__SUPPLIED INFORMATION__:
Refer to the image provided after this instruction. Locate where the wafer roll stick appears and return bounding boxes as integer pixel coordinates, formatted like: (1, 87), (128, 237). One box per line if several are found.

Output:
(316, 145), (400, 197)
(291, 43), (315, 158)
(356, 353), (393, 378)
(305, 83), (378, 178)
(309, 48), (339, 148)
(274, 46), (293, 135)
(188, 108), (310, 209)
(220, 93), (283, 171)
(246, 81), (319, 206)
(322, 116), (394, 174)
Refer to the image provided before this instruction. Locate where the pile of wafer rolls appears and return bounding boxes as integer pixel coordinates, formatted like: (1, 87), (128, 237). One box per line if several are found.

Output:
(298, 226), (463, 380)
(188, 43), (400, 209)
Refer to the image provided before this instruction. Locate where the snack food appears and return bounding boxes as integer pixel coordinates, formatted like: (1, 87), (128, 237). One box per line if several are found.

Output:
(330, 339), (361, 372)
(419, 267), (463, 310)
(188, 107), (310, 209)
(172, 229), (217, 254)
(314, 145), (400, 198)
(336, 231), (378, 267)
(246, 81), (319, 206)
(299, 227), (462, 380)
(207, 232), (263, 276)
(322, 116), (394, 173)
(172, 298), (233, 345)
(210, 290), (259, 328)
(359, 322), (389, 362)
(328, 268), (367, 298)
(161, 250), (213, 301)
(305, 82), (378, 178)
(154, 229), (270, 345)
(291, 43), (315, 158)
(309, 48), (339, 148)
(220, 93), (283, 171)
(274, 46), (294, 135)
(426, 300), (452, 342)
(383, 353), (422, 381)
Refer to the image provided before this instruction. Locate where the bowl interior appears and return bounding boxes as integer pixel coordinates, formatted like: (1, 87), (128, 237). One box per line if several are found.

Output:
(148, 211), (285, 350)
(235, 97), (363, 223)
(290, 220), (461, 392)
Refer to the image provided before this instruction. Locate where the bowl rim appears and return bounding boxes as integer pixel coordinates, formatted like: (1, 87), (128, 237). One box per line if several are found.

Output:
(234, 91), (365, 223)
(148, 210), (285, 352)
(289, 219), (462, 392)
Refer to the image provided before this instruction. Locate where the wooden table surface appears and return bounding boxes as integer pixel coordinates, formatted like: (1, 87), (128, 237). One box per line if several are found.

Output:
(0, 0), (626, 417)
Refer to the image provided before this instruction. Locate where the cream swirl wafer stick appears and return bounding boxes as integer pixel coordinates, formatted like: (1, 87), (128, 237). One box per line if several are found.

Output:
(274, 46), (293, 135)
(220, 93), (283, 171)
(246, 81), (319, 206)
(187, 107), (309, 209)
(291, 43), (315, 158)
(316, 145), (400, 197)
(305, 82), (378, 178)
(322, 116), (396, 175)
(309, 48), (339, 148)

__WHAT YOU NEED TO DO__: Pick out each line of the listing above that contains the word "wafer", and copy those lines.

__OUTPUT__:
Refer to the image provided after this instruction. Locate where the wafer roll stick appears and return bounding boxes as integer pixel coordinates, formatted like: (1, 87), (128, 237). One box per line if several are found.
Refer to the image provided before this instruction. Locate where the pile of wafer rolls appears and return bounding boxes as integer pixel coordinates, formatted like: (1, 87), (128, 237). One box per line if several are found.
Refer to the image provided before this instruction. Locate where the cream swirl wafer stick appears and return bounding boxes as integer pixel coordinates, formatted like: (1, 87), (128, 237). One box per line if several are found.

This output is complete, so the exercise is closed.